__What you need to do__
a: From the post on master data and deep learning, list every item the writer suggests asking business users.
b: In the entries, start at the line that has "In this photo, point at the cabinet handle, one" and continue to the end of the entries. Update those lines by changing "cabinet handle" to "drawer handle", and leave the pictures out.

__Document extract__
Start
We have had access to semantic discovery tools for years.  But finding where our master data exists is not equal to MDM – it is just part of the overall set of tasks needed to sustain MDM.  In fact, there are two other tasks (among many others) that are much different and we don’t need, and cannot use, deep learning. The first task is “what is your master data” and the second concerns the enforcement of the policies that sustain it.   The former steps should take no more than an hour with the right business people in the room; you simply ask the business users such things as:

  • What is the most important data (at a conceptual level) that is needed to make business process A work as planned?
  • How much of this data is needed also to make business process B work as planned?
  • How much less data can you use to make business process C work as planned?

Once you get to the point where the business users are arguing over the 9th or 10th attribute, you are done.  Close the meeting with the miraculous conclusion that the 10th attributes are “it”.  Get on with MDM.  You don’t need to be perfect and you don’t need a consultant and you don’t need a long list of 20 different master data objects.  When you get into those heady situations you are not looking at master data at all – you are probably looking at shared data or application data.

The second task is at the other extreme; the enforcement of policy.  It is the work of policy enforcement that sustains the level of data quality and the effectiveness of the workflows executed to meet that data quality and business process KPI’s, that actually brings home the bacon with your MDM program.  The rubber meets the road in MDM not with the discovery of where master data resides (though that is a key step).  The rubber meets the road when you can manage the exceptions that would otherwise hold business processes hostage to data; and when you can assure the process integrity and drive outcomes improvements.  Deep learning can help an MDM program with the middle step – of finding out where the data might reside and that will help save a lot of time and money in the overall MDM implementation.  But let’s not get carried away with ourselves.  Deep learning will not make MDM go away.   We just need to keep our feet on the ground and understand the kinds of problems that deep learning can help with.

That’s my story and I am sticking with it (until you tell me otherwise) 🙂

The Gartner Blog Network provides an opportunity for Gartner analysts to test ideas and move research forward. Because the content posted by Gartner analysts on this site does not undergo our standard editorial review, all comments or opinions expressed hereunder are those of the individual contributors and do not represent the views of Gartner, Inc. or its management.

Comments are closed


  • Yves de Montcheuil says:

    Andrew, great insights, thanks for sharing them.

    I think there is another area where AI and more specifically Machine Learning can help, and that’s in the stewardship phase of MDM, where a data steward needs to make decisions on survivorship, record merging, applying sometimes empirical/intuitive rules of precedence.

    I surmise that with AI, we could go much further than the basic rules most tools implement today, address more cases – therefore sending less of these to the human expert. And of course, learn from the choices that the steward is making, to become more and more effective.

  • Andrew White says:

    Dear Yves,
    Thanks for stopping by and leaving a comment.

    Yes I think you are right. Deep learning should be able to spot patterns of behavior that worked before – and patterns that did not. But I would suggest given information stewardship includes this work of exception based problem solving, there are some high-value opportunities to “solve” this now. IT just needs to ask the business users. If there enough exceptions to analyze, then deep learning can help (perhaps later). But IT just needs to get business users on board first. Many organizations tend to over think this stuff, don’t you think?

    And note, in our definition of information stewardship apps, we already have provision for “playbooks”. These playbooks are just that – templates that describe workable steps from past experiences.

    Thanks again – Andrew

  • Yves de Montcheuil says:

    Hi Andrew,

    I absolutely agree, AI is just a tool that IT can use to further automate processes – but it does requires buy-in from business users.

    Where there is commonly a misperception though, is on the size the the “training set”. Most people assume that millions of records of past behavior are needed for Machine Learning to become efficient. This not the case: hundreds of cases already constitute a great starting point to train an engine.

    Thanks – Yves
End
__Exercise data__
Start
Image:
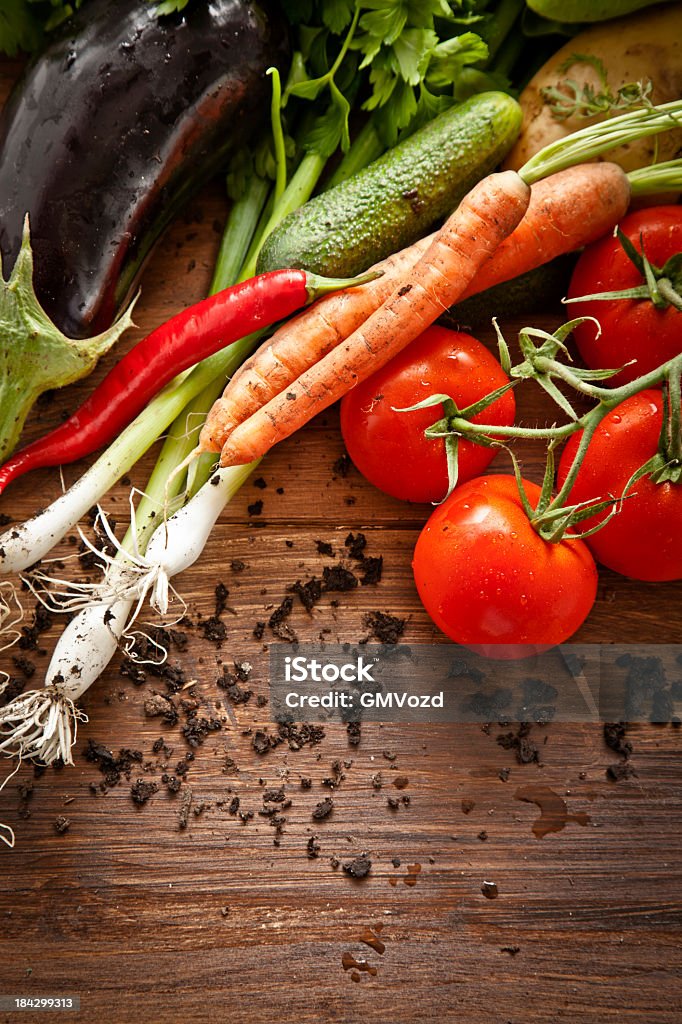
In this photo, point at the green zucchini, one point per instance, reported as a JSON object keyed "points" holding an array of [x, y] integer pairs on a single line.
{"points": [[400, 196], [542, 288], [587, 10]]}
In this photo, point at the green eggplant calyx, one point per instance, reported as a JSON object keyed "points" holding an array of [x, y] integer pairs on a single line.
{"points": [[35, 355]]}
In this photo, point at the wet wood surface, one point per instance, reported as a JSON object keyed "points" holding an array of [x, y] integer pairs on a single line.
{"points": [[145, 920]]}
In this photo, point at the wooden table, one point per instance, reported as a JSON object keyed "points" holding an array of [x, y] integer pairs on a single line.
{"points": [[146, 920]]}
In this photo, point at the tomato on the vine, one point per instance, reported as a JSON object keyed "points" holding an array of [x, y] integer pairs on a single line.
{"points": [[631, 329], [644, 539], [389, 448], [486, 577]]}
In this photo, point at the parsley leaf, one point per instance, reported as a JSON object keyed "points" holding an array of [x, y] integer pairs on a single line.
{"points": [[19, 30]]}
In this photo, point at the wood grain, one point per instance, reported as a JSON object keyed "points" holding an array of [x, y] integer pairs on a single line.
{"points": [[146, 921]]}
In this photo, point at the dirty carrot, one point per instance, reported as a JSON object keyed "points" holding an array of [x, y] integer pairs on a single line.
{"points": [[485, 216], [185, 339], [300, 342], [566, 211]]}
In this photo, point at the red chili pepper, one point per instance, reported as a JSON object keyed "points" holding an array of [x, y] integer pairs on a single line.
{"points": [[185, 339]]}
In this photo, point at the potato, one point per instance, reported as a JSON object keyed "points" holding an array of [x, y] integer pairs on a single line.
{"points": [[643, 46]]}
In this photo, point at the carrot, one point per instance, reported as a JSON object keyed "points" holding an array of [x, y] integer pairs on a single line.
{"points": [[485, 216], [566, 211], [299, 343]]}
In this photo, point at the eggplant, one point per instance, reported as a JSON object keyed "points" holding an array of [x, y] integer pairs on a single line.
{"points": [[113, 127]]}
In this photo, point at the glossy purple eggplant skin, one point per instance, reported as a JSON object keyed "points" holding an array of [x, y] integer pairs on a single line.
{"points": [[114, 127]]}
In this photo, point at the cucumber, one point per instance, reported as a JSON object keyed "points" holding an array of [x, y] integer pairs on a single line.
{"points": [[400, 196], [588, 10], [541, 288]]}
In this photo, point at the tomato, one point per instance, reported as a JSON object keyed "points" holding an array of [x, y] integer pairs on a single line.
{"points": [[485, 576], [644, 539], [631, 329], [389, 448]]}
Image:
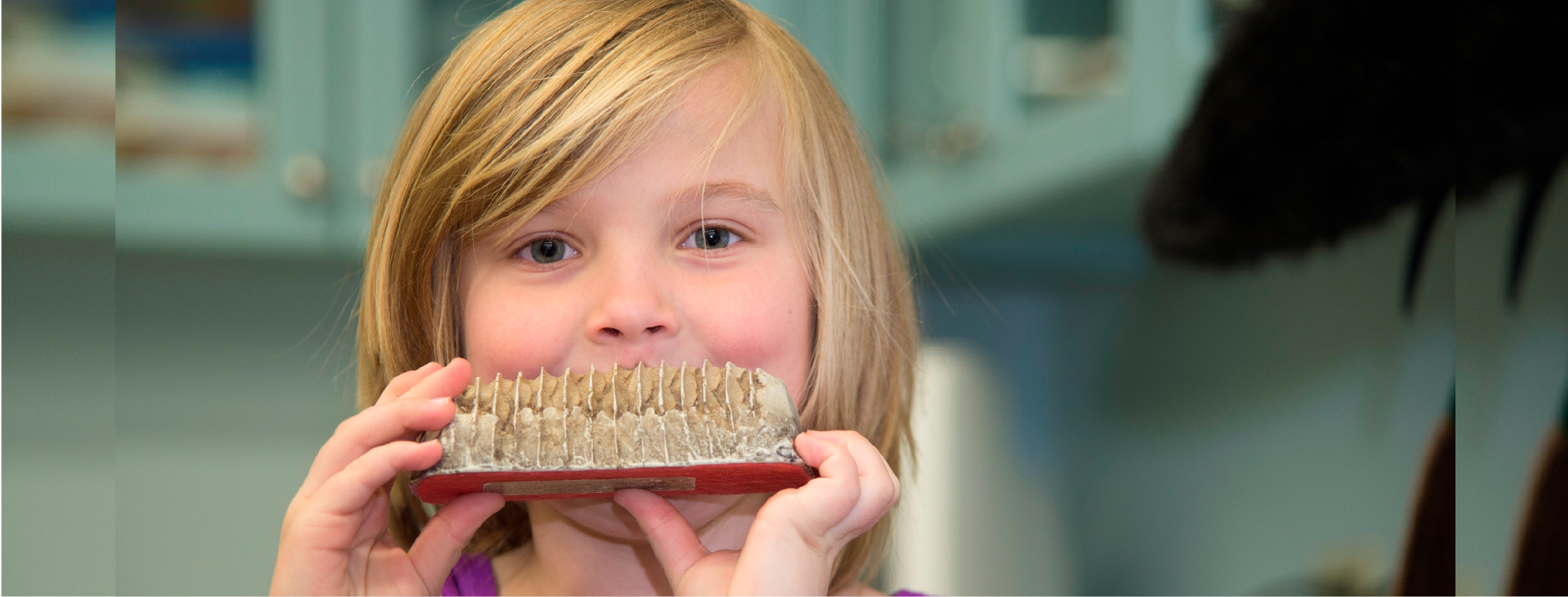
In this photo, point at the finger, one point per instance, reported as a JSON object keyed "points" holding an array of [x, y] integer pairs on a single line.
{"points": [[405, 381], [668, 533], [423, 408], [879, 486], [448, 533], [370, 428], [824, 502], [352, 490]]}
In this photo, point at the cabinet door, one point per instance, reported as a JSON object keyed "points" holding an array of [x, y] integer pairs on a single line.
{"points": [[270, 199]]}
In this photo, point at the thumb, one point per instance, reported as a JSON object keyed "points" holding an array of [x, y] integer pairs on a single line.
{"points": [[668, 533]]}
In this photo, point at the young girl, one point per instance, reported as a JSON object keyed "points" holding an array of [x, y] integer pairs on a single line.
{"points": [[620, 182]]}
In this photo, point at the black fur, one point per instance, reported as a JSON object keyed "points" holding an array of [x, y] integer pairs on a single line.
{"points": [[1319, 118]]}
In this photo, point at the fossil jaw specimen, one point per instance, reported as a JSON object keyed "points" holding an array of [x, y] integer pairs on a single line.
{"points": [[671, 430]]}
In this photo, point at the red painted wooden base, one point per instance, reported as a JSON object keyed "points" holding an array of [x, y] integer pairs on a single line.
{"points": [[706, 479]]}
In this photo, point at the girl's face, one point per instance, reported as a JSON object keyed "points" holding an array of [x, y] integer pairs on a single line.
{"points": [[678, 254]]}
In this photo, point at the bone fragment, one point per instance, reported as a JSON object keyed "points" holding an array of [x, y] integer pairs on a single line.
{"points": [[620, 419]]}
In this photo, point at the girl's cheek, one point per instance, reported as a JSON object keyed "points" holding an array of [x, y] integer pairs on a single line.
{"points": [[760, 320], [516, 333]]}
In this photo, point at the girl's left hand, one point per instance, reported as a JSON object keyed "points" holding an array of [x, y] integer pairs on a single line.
{"points": [[797, 535]]}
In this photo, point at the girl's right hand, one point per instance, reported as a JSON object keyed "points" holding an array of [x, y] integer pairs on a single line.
{"points": [[336, 540]]}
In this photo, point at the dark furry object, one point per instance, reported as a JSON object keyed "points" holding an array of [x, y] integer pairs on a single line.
{"points": [[1319, 118]]}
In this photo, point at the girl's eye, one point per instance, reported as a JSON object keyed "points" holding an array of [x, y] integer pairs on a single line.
{"points": [[709, 239], [548, 251]]}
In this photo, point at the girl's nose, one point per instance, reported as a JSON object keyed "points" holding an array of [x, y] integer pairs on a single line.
{"points": [[631, 312]]}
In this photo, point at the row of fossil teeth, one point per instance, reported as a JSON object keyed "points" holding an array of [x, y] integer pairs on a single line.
{"points": [[620, 419]]}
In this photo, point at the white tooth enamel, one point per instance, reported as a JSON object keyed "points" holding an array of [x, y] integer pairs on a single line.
{"points": [[620, 419]]}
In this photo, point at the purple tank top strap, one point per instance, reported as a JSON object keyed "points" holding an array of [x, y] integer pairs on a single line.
{"points": [[473, 576]]}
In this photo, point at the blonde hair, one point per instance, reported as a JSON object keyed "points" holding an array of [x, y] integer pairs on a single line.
{"points": [[552, 93]]}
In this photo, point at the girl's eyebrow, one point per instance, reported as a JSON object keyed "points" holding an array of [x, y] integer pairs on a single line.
{"points": [[749, 193]]}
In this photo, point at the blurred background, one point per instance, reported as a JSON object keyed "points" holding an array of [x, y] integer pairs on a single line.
{"points": [[187, 195]]}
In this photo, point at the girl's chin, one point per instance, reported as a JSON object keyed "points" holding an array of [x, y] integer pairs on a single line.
{"points": [[606, 517]]}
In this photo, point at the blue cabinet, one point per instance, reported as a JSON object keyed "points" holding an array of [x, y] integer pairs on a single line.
{"points": [[972, 112]]}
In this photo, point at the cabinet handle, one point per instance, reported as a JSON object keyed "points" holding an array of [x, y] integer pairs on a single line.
{"points": [[305, 178]]}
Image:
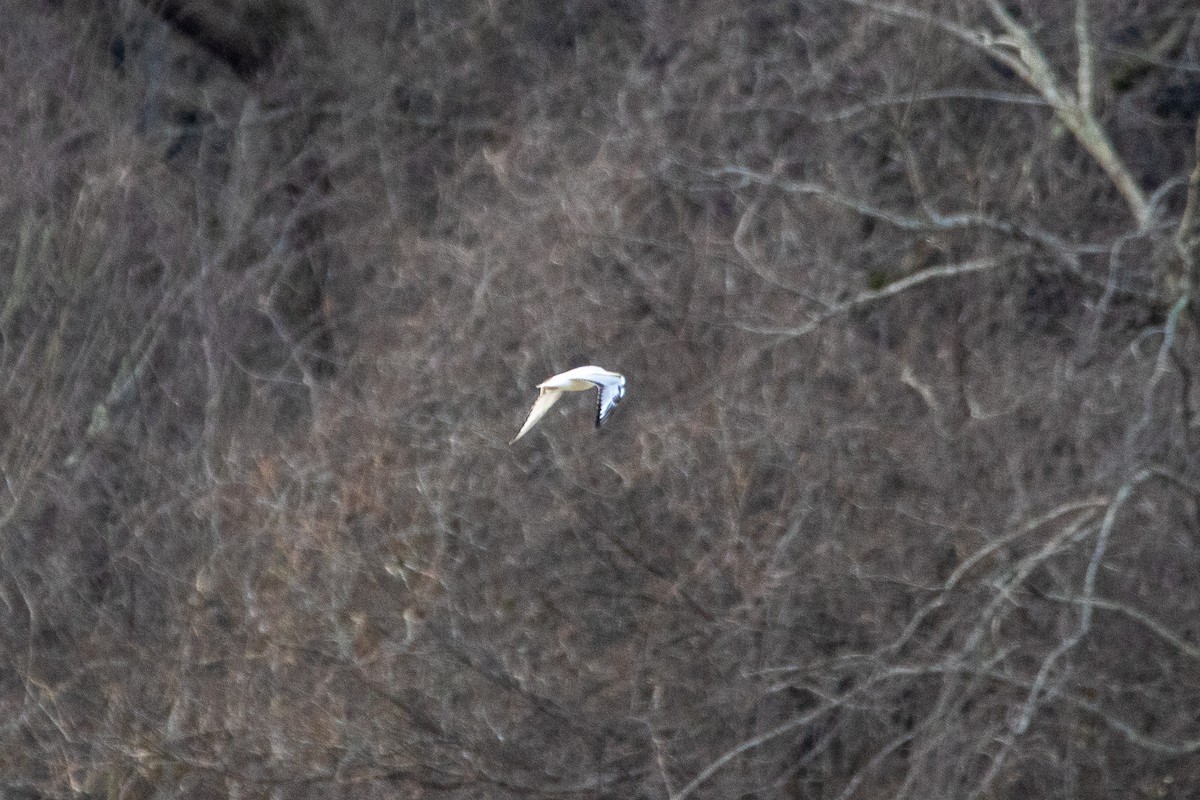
End
__Outputs by task__
a:
- What is the most important data (at a conceptual level) that is needed to make business process A work as planned?
- How much of this data is needed also to make business process B work as planned?
- How much less data can you use to make business process C work as planned?

b:
In this photo, point at the drawer handle, one point per instance, reported as a JSON object keyed "points" holding an array of [x, y] integer pairs on a single line.
{"points": [[305, 178]]}
Image:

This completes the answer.